### ZIEL DER ÜBUNG
Setzen Sie den Textauszug über Lese- und Schreibschwäche bei Erwachsenen im Anschluss an seinen letzten Satz fort.

### TEXTAUSZUG
Lesen Leute mit Lese-Schwäche Zeitungen?
Jede sechste erwerbstätige Person in der Schweiz hat Mühe mit Lesen und Schreiben.
Hast du Mühe, Texte zu schreiben oder zu verstehen? Brauchst du deshalb oft Hilfe, um deinen Alltag zu bewältigen? Schreibst du oft auf Schweizerdeutsch oder hast andere Strategien gefunden, um damit umzugehen? Du bist nicht allein: Rund 800’000 Erwerbstätige haben Mühe mit Lesen und Schreiben. Unsere Expertin, Elisabeth Zellweger, beantwortet deine Fragen zum Thema Lese- und Schreibschwäche.
Corinne, 29
Aus der All-Studie wissen wir, dass ca zehn Prozent der Menschen, die hier in die Schule gegangen sind, dadrunter leiden. Da kaum ein Mensch über diese Schwäche redet, weil jeder davon ausgeht, dass man Lesen und Schreiben kann, wenn man in der Schweiz in die Schule gegangen ist, ist die Schwäche enorm tabu. Das wiederum hat zur Folgen, dass die Menschen sich enorm schämen. Sie finden Ausreden, die ihnen helfen, den Alltag zu bewältigen, ohne aufzufallen. Gleichzeitig leben sie aber immer mit dem Stress und der Angst «entdeckt» zu werden.
Fritz, 69
Hallo Fritz, erblich in dem Sinn, dass Kinder, deren Eltern mit ihnen nicht Bücher gelesen oder Reime geübt haben, ziemlich sicher schon mit einem Defizit in die Schule eintreten.
Drizzt, 30
Hallo Drizzt. In den Kursen, die spezialisiert auf Lesen und Schreiben bei deutschsprachigen Erwachsenen sind, werden die Teilnehmenden individuell betreut. Je nach Problem sollte eine Person also an der Rechtschreibung und/oder am Leseverständnis arbeiten können. Selbstverständlich ist das ein ganz wichtiges Thema.
Noemie, 20
Liebe Noemie, Legasthenie kann man nicht einfach so «diagnostizieren». Dazu gehören andere Kriterien, die sich eine Fachperson mit dir anschauen müsste. Für dich ist sicher hilfreich, wenn du kurze Sätze bildest. Versuche die Sätze nicht ineinander zu verschachtel. Schliesse einen Gedanken mit einem Punkt ab und widme dich dann dem nächsten Gedanken. Für dich wäre es hilfreich, wenn du dir vor dem Schreiben das, was du schreiben willst, in Stichworten aufschreibst. Dann kannst du die Stichworte strukturieren, bevor du mit dem Schreiben loslegst. Es gibt gute Übungen zu dem Thema. In einem Lese- und Schreibkurs kannst du genau das üben und gleichzeitig noch lernen, wann man was gross oder klein schreibt.

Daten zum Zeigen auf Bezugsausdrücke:

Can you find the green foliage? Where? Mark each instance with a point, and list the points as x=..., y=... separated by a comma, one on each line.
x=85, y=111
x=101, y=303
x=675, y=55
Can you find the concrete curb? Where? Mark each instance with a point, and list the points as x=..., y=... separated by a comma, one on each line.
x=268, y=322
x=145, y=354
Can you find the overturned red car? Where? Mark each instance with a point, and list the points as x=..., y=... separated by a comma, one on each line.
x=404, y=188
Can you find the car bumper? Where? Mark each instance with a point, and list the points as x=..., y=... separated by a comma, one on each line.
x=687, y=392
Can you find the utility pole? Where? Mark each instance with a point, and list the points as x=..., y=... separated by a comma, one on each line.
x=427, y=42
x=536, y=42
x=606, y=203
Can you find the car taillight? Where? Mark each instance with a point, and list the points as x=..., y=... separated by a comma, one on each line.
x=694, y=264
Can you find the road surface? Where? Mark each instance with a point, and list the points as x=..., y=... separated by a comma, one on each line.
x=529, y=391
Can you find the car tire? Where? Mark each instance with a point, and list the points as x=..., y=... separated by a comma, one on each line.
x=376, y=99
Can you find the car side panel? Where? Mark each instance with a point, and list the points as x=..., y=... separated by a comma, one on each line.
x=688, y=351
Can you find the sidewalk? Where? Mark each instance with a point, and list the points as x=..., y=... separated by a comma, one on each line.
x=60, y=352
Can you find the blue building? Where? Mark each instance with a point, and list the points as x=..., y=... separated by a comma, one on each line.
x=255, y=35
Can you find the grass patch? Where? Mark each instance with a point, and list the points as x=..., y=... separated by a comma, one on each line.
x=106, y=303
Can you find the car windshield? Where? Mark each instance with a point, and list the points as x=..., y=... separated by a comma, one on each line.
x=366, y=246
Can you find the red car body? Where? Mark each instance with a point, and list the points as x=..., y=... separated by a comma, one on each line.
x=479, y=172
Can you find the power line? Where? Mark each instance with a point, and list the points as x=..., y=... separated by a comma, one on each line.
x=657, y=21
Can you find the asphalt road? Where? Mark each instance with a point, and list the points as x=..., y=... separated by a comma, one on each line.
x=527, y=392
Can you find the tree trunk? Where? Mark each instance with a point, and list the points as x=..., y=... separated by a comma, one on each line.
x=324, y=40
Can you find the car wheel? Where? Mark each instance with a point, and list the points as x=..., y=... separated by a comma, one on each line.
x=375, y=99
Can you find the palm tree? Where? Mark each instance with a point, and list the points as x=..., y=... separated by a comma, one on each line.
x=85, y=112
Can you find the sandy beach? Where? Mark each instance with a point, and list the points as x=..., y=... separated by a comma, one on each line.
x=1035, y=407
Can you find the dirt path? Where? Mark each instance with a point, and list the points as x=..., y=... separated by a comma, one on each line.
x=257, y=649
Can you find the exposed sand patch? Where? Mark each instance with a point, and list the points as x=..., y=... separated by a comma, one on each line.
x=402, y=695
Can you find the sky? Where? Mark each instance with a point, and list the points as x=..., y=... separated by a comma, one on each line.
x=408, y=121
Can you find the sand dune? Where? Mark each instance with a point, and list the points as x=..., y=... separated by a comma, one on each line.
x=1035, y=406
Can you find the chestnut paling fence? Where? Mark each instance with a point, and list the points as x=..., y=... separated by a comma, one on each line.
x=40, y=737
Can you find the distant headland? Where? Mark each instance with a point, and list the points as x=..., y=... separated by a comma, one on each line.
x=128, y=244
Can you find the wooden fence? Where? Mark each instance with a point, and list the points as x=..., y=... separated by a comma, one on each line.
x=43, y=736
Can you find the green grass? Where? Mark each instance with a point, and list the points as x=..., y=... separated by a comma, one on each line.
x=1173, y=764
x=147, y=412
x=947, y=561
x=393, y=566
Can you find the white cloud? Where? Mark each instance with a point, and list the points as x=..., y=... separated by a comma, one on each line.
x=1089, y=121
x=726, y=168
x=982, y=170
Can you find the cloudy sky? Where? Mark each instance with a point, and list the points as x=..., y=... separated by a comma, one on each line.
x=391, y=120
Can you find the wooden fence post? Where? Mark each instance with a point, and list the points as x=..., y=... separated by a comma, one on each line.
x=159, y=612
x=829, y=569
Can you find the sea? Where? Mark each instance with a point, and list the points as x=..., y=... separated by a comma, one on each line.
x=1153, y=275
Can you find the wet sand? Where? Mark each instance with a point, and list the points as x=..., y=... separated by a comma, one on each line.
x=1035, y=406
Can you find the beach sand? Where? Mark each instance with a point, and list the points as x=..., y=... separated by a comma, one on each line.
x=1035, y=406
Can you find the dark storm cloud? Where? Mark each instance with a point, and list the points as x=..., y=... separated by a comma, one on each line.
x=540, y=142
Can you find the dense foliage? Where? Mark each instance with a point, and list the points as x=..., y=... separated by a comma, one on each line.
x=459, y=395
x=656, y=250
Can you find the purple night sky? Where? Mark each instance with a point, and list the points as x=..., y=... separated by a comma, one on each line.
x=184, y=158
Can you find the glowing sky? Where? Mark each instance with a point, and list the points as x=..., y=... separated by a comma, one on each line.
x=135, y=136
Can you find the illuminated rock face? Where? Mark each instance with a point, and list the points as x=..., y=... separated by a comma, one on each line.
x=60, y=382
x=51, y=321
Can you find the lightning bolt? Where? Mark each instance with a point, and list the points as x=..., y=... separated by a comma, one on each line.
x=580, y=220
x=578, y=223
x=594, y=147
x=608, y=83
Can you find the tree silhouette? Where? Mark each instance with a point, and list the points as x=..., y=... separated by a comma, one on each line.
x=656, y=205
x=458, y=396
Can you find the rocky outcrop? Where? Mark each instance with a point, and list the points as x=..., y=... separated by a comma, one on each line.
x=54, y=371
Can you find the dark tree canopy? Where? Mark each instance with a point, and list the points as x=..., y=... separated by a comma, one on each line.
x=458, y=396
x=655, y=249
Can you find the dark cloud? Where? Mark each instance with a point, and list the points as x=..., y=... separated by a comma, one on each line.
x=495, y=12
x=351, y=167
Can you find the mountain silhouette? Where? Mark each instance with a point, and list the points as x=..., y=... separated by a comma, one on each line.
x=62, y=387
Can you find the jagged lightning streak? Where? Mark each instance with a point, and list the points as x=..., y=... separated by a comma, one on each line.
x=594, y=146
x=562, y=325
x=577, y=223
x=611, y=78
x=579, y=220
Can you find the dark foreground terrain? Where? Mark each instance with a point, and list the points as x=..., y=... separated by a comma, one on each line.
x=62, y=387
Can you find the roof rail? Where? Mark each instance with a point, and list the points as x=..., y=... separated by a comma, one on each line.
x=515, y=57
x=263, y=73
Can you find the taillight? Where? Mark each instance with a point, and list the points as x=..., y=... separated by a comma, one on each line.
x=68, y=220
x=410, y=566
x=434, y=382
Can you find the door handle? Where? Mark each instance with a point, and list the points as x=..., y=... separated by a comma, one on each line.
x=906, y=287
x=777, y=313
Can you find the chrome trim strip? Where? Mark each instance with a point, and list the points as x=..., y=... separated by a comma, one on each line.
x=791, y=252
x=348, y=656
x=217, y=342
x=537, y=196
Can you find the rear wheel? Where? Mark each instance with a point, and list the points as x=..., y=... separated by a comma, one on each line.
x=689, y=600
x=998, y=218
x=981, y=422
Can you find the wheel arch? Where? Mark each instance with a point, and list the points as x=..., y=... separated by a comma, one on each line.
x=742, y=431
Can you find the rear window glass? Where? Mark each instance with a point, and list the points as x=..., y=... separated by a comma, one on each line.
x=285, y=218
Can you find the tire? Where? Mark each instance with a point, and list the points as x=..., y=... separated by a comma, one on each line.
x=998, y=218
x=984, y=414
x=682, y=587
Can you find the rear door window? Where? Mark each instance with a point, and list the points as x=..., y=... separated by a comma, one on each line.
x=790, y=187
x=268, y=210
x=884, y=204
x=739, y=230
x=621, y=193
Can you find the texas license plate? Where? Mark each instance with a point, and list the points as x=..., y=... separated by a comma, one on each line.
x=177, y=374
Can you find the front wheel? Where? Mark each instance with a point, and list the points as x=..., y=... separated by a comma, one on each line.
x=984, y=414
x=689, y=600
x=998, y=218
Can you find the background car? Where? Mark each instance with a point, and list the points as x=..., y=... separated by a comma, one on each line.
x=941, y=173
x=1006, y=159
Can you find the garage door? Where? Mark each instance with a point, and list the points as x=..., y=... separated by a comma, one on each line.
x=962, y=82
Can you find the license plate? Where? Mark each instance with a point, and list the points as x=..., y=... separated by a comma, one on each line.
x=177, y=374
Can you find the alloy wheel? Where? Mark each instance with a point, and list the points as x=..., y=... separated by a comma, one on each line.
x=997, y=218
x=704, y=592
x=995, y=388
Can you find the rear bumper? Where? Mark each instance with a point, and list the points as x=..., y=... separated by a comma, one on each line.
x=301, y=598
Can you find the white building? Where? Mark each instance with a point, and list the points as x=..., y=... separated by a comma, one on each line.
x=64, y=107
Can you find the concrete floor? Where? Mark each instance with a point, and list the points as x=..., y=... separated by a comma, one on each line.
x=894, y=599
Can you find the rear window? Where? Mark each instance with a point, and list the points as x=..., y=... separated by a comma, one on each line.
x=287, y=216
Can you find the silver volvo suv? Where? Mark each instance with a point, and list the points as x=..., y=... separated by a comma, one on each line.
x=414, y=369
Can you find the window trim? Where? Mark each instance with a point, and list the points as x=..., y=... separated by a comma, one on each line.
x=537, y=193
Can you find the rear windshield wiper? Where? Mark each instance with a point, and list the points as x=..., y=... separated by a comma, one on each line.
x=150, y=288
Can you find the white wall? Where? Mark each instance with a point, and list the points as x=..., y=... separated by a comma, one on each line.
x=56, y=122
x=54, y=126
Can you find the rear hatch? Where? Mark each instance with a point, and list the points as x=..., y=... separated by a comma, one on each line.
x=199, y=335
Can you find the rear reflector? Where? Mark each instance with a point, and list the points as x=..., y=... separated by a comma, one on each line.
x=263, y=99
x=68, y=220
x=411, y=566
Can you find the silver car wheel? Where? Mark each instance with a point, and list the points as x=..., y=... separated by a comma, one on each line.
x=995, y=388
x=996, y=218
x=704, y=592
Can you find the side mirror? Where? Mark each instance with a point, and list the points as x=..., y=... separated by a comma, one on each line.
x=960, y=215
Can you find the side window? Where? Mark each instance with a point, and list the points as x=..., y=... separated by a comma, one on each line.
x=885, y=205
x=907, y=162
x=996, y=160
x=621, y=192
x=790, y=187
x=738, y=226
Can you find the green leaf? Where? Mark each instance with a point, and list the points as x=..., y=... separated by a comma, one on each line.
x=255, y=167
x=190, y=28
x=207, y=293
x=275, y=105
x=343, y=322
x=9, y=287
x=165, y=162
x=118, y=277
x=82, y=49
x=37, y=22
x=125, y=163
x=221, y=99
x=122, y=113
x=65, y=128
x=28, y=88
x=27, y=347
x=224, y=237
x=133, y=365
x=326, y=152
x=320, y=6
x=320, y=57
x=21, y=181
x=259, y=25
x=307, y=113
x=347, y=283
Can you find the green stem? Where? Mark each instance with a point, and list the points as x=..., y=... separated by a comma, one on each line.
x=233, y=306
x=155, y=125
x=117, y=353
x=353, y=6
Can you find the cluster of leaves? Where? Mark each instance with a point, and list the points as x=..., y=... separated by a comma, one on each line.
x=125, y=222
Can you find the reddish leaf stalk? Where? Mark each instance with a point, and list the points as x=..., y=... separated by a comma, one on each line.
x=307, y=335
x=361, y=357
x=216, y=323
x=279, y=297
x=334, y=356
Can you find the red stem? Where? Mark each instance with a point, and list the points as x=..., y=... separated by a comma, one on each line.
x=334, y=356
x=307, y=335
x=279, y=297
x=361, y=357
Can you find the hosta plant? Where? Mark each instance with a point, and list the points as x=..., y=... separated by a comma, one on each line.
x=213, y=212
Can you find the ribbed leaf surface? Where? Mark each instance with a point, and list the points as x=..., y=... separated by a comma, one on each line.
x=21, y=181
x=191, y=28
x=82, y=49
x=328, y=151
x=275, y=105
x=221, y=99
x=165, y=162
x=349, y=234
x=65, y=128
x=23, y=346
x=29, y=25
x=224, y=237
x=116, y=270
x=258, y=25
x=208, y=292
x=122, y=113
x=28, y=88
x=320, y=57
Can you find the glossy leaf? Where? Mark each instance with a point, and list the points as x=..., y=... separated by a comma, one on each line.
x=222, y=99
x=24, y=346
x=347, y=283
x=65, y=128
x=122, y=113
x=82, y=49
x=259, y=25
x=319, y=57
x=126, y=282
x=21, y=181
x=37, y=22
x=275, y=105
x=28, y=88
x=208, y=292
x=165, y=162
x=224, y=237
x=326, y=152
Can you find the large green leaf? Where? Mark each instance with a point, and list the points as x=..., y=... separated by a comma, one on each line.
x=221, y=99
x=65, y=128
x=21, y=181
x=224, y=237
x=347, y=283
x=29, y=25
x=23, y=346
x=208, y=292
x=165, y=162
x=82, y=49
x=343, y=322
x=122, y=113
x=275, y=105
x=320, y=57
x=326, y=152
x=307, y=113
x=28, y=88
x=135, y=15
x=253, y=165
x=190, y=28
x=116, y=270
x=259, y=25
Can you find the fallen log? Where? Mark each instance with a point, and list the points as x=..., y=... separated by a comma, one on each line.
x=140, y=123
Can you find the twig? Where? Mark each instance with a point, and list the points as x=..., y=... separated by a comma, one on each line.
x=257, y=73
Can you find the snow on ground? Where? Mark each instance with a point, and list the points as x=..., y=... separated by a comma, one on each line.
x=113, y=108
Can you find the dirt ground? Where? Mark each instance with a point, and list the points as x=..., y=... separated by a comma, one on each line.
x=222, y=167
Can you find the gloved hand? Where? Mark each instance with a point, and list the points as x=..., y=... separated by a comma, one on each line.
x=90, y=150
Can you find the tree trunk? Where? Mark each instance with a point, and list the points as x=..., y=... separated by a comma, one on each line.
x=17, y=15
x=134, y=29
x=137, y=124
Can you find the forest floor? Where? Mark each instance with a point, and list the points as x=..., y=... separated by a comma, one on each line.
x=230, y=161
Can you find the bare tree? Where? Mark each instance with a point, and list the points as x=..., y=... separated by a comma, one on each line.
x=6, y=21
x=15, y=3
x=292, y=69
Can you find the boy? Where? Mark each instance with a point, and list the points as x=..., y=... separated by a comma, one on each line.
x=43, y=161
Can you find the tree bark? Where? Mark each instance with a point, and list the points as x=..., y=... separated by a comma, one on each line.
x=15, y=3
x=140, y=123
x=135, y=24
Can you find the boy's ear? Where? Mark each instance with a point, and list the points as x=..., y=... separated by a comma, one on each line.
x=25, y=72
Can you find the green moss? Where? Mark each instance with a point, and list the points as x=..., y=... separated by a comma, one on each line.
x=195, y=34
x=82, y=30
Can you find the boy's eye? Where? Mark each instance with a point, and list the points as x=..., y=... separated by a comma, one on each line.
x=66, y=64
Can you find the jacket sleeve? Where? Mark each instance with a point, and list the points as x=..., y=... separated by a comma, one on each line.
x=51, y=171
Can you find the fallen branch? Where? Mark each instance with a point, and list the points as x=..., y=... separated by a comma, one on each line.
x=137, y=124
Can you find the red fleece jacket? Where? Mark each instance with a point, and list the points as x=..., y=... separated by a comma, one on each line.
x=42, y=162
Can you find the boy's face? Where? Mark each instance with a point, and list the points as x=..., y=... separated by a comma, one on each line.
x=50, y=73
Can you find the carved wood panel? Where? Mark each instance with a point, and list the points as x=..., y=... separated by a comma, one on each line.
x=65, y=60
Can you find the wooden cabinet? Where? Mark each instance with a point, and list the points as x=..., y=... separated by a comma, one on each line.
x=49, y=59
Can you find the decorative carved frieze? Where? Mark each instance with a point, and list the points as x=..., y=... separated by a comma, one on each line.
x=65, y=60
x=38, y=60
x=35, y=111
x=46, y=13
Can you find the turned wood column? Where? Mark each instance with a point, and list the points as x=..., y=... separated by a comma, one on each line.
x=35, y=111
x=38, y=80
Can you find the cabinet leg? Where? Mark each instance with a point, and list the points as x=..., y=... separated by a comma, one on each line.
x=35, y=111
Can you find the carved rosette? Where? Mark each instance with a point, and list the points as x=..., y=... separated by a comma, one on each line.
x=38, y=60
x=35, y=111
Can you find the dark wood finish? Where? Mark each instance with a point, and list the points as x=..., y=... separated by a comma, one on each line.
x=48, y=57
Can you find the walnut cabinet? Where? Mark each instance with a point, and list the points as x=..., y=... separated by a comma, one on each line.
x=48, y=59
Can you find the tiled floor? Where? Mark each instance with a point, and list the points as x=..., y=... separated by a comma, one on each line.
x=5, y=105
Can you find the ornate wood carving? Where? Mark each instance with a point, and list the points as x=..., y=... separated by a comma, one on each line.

### SCHRIFTLICHE ANTWORT
Angela, 30
Liebe Angela, gut, dass du fragst. Wenn man sehr langsam liest, macht es natürlich auch nicht so viel Spass. Dann liest man dementsprechend wenig und kann sich nicht verbessern. Es gibt Lesestrategien, mit denen man lernen kann, flüssiger zu lesen. Dein Freund muss es aber selber wollen und einen Sinn für sich darin erkennen. Im Lesen und Schreiben kann man sich nur verbessern, wenn man selber will, das ist ganz wichtig! Und dann ist es natürlich auch extrem wichtig, dass er vor sich selber und allenfalls auch anderen gegenüber zugeben kann, dass ihm das Lesen Mühe bereitet. Das ist meiner Erfahrung nach oft ein wirklich schwieriger Schritt und benötigt eine sehr vertrauensvolle Atmosphäre. Ausgelacht oder unterbrochen zu werden, ist sehr schmerzhaft und weckt Erinnerungen an negative Schulerlebnisse. Vielleicht kannst du deinen Freund ermutigen, einen Lese- und Schreibkurs zu besuchen. Dort kann er in geschütztem Rahmen und zusammen mit anderen, denen es gleich geht, das Lesen üben.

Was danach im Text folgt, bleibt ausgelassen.